**RECORDS SUPPLIED:**
»»

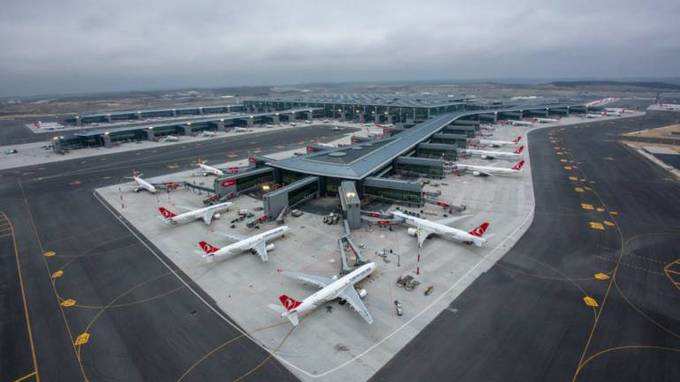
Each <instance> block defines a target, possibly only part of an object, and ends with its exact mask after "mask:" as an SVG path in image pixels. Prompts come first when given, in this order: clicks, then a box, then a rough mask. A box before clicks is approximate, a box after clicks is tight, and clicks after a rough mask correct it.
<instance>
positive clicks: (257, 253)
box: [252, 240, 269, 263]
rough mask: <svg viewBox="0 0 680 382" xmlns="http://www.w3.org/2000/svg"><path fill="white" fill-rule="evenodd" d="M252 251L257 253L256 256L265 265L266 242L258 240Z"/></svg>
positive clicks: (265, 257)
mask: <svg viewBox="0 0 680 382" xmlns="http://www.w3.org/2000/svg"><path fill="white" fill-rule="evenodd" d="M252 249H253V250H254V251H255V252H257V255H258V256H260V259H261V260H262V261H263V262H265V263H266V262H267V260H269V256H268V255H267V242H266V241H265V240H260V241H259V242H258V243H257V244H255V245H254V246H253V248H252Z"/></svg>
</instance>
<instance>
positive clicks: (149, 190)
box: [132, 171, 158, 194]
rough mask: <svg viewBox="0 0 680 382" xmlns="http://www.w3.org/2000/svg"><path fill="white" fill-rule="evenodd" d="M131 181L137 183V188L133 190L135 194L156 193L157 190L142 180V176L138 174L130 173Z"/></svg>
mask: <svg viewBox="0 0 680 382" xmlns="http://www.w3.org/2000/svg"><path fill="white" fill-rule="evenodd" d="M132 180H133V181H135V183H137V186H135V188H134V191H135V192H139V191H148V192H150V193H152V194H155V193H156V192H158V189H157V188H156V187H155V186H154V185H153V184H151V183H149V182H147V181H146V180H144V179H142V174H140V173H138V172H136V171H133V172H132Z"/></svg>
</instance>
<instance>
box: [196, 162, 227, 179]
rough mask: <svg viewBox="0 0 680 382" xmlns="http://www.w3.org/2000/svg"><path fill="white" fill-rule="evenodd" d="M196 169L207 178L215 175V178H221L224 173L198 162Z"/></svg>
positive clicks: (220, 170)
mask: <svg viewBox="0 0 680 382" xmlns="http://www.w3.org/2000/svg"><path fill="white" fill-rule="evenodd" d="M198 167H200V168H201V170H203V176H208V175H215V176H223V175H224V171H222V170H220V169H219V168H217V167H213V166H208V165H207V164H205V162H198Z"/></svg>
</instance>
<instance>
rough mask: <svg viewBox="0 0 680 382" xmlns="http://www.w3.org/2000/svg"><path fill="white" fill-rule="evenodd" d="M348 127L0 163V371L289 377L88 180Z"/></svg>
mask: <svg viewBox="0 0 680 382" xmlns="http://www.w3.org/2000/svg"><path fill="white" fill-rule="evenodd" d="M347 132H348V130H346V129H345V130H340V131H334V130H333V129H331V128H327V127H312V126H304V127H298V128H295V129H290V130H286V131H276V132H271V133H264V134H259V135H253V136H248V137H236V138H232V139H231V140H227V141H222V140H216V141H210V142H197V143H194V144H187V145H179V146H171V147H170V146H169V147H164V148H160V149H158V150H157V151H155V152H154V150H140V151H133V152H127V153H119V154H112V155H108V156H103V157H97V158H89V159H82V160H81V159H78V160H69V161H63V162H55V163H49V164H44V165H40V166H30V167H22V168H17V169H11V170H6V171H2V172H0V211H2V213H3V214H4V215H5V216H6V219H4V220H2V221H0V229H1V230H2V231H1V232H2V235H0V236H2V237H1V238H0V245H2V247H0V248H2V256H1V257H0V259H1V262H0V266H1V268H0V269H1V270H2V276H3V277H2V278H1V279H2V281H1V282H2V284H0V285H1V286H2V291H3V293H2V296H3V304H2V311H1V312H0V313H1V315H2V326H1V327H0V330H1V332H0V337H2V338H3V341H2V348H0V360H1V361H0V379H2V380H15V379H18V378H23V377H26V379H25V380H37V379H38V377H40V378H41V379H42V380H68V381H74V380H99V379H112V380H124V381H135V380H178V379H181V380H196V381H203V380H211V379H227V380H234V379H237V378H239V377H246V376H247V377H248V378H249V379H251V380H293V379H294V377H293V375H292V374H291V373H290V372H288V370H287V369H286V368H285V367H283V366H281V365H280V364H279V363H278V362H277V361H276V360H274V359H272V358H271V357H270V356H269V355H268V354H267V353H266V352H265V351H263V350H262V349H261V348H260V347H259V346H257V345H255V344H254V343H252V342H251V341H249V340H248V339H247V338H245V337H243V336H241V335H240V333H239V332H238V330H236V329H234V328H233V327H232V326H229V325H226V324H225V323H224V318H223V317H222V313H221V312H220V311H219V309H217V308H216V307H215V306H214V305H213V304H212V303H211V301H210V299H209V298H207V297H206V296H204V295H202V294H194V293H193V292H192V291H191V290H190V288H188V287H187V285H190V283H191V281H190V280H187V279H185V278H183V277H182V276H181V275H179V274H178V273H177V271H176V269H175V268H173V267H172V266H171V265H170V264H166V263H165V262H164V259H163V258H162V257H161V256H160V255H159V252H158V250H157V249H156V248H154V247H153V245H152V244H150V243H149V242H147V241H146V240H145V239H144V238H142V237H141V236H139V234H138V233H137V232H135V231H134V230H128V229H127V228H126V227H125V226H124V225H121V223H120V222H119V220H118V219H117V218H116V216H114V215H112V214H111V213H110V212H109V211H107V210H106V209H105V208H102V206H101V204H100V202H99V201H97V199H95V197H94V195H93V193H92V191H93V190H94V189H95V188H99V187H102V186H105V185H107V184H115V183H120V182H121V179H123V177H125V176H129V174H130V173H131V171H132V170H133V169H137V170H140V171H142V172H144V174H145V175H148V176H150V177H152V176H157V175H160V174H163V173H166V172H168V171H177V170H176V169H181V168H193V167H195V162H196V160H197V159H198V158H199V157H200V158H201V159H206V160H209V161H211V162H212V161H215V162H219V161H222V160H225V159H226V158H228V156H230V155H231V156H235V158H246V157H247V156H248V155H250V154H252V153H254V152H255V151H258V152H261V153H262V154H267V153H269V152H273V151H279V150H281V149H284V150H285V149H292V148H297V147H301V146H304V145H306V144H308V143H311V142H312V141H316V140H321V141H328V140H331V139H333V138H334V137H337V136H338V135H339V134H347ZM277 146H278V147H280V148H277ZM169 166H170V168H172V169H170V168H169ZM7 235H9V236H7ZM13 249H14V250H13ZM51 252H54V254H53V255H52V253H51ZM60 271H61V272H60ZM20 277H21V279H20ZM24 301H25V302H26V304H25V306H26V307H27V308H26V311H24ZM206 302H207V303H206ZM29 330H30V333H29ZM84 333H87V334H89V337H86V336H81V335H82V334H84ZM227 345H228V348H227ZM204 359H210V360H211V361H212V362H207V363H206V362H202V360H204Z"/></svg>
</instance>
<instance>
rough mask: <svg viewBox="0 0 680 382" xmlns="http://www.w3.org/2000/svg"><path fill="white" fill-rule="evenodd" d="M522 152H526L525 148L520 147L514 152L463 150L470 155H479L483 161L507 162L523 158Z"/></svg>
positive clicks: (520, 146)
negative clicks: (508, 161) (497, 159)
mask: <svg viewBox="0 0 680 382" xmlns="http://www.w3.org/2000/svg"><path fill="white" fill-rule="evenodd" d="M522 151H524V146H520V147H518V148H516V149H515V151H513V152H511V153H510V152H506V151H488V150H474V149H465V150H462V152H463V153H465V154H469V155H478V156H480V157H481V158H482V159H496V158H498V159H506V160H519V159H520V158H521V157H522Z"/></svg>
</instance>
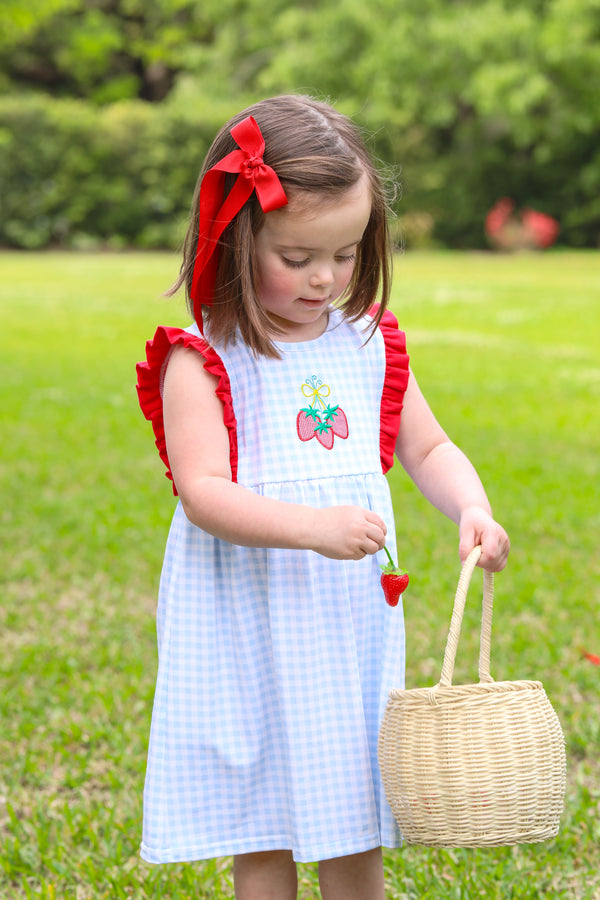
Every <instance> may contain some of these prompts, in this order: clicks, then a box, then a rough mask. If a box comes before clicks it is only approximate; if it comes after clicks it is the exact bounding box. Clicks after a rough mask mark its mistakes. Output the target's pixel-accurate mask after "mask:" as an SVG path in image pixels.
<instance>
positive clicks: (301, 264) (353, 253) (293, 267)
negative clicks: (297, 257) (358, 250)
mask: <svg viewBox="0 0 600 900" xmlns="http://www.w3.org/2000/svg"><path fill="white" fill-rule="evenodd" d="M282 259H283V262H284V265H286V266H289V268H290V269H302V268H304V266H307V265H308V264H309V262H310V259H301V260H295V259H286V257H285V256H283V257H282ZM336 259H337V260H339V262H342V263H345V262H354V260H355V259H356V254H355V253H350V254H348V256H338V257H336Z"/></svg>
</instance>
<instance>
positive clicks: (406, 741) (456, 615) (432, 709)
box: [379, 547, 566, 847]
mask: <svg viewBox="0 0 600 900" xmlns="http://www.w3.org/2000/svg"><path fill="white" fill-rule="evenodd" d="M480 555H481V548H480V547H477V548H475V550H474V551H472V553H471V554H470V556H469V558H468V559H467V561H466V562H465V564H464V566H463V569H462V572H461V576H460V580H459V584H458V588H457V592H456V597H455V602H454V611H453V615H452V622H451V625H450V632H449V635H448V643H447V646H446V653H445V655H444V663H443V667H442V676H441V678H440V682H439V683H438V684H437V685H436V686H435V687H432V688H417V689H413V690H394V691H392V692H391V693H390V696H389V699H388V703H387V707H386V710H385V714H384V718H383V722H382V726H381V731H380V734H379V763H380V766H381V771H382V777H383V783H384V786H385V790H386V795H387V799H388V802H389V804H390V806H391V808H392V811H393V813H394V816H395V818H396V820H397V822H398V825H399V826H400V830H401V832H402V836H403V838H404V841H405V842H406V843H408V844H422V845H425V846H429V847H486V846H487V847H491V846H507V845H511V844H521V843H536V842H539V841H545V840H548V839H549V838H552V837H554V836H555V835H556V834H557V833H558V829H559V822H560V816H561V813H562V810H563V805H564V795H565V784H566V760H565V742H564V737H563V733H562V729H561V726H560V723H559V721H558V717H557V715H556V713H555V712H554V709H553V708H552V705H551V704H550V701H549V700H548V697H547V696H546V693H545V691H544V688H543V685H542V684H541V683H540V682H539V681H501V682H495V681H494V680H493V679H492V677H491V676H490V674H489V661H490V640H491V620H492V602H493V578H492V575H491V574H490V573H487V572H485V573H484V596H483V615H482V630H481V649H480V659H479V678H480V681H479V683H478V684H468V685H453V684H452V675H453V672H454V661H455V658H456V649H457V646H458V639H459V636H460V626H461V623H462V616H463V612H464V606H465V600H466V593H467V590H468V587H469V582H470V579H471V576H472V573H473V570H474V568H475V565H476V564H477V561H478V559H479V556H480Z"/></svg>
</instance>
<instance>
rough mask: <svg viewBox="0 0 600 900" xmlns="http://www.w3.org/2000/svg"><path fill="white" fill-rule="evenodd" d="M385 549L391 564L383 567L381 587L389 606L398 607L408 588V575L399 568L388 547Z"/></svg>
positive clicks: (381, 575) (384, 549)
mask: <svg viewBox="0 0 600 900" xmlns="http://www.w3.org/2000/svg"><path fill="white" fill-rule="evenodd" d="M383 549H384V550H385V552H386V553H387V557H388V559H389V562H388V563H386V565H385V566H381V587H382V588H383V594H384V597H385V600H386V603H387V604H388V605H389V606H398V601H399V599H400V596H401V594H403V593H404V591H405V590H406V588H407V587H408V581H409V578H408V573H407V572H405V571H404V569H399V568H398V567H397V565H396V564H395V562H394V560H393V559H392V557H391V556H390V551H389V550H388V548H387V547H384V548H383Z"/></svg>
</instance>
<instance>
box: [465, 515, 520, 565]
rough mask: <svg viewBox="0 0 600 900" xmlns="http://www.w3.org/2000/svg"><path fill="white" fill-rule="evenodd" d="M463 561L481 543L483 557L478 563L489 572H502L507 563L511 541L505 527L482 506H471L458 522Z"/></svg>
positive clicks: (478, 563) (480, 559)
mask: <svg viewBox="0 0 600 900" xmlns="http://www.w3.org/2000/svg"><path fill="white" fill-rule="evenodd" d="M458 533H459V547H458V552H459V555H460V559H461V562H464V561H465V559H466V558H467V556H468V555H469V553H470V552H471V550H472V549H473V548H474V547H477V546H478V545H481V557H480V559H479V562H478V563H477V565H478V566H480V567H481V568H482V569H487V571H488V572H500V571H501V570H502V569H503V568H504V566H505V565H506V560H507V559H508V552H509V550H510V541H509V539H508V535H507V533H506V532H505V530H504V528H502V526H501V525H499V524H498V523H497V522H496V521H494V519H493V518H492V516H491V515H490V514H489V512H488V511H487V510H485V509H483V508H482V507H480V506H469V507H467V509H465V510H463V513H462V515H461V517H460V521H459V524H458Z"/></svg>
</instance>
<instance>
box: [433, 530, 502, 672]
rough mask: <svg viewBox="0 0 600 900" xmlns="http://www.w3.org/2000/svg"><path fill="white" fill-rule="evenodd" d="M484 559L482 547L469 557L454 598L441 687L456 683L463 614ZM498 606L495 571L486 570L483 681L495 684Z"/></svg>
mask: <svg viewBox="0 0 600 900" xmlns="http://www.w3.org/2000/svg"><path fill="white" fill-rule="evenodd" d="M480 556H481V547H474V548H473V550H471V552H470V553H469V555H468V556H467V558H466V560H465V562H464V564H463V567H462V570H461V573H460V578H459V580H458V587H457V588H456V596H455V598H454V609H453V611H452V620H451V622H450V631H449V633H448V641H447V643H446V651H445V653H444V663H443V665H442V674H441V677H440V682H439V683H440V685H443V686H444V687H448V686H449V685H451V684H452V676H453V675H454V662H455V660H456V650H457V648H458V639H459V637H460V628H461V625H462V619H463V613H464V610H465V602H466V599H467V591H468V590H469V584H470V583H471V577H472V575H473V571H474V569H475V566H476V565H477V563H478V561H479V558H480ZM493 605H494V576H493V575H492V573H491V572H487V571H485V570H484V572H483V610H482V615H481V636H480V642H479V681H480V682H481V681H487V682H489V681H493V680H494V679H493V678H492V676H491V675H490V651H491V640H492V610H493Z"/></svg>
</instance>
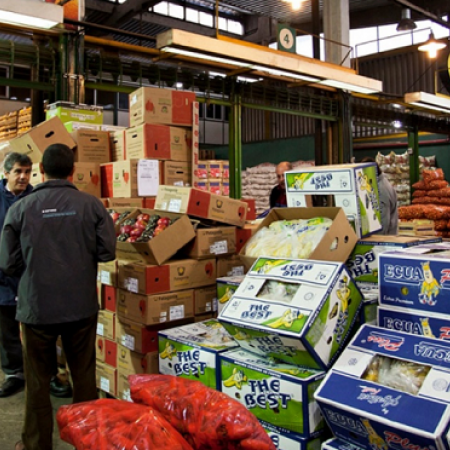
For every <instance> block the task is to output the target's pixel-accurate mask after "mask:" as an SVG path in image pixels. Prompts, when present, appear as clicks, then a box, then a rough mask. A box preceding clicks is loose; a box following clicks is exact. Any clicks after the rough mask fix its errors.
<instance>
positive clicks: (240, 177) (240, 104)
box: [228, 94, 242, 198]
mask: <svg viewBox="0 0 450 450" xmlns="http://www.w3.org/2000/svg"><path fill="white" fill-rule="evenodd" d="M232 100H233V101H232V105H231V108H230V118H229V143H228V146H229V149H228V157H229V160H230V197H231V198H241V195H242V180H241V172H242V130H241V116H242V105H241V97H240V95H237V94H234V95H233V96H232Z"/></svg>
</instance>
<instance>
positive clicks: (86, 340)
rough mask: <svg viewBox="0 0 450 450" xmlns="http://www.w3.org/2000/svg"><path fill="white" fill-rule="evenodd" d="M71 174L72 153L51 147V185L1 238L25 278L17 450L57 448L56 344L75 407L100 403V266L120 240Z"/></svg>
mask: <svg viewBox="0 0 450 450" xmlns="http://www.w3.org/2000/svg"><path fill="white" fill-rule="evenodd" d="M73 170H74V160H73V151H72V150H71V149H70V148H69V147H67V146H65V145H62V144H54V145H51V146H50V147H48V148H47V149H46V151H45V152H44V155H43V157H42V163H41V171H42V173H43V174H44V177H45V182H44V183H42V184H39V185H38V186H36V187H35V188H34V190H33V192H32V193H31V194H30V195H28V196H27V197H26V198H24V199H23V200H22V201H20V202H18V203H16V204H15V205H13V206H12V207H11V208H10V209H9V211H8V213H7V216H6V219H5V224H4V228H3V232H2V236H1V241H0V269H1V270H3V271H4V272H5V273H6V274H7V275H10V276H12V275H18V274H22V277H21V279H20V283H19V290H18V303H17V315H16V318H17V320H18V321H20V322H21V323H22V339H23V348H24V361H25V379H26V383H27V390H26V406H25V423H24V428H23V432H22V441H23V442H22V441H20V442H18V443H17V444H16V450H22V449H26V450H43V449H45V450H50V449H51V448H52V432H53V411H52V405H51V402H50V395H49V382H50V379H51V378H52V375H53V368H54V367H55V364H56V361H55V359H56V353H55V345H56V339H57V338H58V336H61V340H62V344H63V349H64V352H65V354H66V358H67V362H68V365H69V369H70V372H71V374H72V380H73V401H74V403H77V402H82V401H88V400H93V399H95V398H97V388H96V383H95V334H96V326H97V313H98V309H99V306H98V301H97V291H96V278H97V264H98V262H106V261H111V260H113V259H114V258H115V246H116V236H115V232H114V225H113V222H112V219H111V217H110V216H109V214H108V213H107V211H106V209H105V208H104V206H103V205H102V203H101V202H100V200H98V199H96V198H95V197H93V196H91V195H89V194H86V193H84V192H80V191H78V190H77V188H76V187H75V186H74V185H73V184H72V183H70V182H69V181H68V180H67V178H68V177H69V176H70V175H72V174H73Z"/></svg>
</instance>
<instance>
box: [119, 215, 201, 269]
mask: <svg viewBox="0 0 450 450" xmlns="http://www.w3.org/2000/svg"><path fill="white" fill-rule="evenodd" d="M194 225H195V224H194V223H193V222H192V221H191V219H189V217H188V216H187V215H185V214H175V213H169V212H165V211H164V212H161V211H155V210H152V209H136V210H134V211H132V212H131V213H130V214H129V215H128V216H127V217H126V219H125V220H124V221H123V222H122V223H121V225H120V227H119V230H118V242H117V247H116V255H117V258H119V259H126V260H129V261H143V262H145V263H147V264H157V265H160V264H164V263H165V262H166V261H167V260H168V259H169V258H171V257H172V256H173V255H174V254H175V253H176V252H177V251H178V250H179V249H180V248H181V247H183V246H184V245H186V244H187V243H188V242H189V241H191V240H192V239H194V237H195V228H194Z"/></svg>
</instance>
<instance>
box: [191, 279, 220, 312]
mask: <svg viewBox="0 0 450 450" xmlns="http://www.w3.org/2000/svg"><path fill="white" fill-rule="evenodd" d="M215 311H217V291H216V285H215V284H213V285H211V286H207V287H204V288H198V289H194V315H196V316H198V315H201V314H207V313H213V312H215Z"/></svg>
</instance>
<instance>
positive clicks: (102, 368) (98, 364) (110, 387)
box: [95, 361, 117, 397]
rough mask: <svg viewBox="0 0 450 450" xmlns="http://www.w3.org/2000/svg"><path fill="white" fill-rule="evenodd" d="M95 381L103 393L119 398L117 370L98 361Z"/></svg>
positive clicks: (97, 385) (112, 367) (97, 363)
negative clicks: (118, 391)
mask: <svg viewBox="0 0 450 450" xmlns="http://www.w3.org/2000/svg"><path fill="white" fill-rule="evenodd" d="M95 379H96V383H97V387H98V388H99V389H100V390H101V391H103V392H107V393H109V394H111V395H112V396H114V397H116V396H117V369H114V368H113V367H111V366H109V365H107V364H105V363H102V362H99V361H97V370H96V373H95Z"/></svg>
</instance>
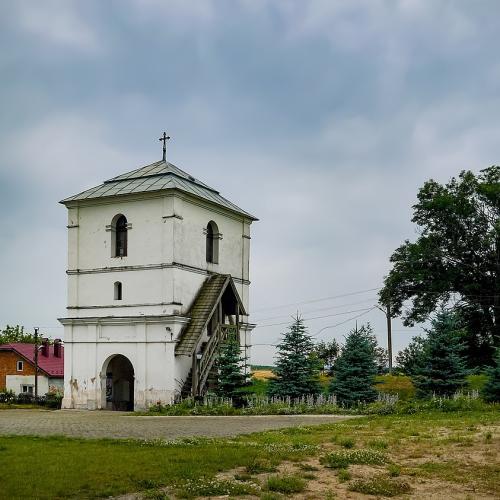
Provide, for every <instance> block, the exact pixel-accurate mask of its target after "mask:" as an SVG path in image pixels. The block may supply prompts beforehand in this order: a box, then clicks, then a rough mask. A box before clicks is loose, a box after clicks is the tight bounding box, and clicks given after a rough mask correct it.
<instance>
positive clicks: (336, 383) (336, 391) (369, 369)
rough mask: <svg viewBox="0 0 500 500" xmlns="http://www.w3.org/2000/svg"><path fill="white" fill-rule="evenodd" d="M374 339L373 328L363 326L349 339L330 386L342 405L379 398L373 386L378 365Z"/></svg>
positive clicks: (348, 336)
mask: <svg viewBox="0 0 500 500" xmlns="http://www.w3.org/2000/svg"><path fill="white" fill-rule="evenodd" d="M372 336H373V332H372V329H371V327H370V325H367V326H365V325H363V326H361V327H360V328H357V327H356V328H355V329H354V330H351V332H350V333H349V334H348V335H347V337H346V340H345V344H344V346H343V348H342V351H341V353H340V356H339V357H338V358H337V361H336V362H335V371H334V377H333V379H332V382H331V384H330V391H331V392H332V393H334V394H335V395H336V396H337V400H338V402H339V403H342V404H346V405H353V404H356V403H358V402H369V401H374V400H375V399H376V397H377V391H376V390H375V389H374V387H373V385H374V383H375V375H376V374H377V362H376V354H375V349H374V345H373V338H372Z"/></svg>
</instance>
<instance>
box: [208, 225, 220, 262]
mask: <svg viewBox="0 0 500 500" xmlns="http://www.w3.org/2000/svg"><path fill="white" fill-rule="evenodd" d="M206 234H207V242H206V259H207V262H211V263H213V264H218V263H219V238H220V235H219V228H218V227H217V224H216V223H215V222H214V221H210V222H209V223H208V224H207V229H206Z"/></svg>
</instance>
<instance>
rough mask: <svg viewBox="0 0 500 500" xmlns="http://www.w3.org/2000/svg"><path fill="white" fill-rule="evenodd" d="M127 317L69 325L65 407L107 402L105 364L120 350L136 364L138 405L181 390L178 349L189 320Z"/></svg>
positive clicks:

««

Locate each line in the data above that contains the string "when", and copy those lines out in full.

**RESULT:**
Each <instance> block defines a target, possibly only part of an object, and ends with its exact mask after "mask:" as an SVG path in image pixels. Prompts come first when given, in this order: clicks, then a box, then a rough mask. A box before clicks is approximate, a box after clicks is tight, and clicks after a rough mask correct it.
For every <instance> block the task is to output the target's pixel-accurate mask after "mask:" as an SVG path in image pixels. Prompts, when present, appear as clicks, then a box, then a rough mask. A box preceding clicks is loose; a box following clicks is exact. Any clicks after the rough mask fix its errors.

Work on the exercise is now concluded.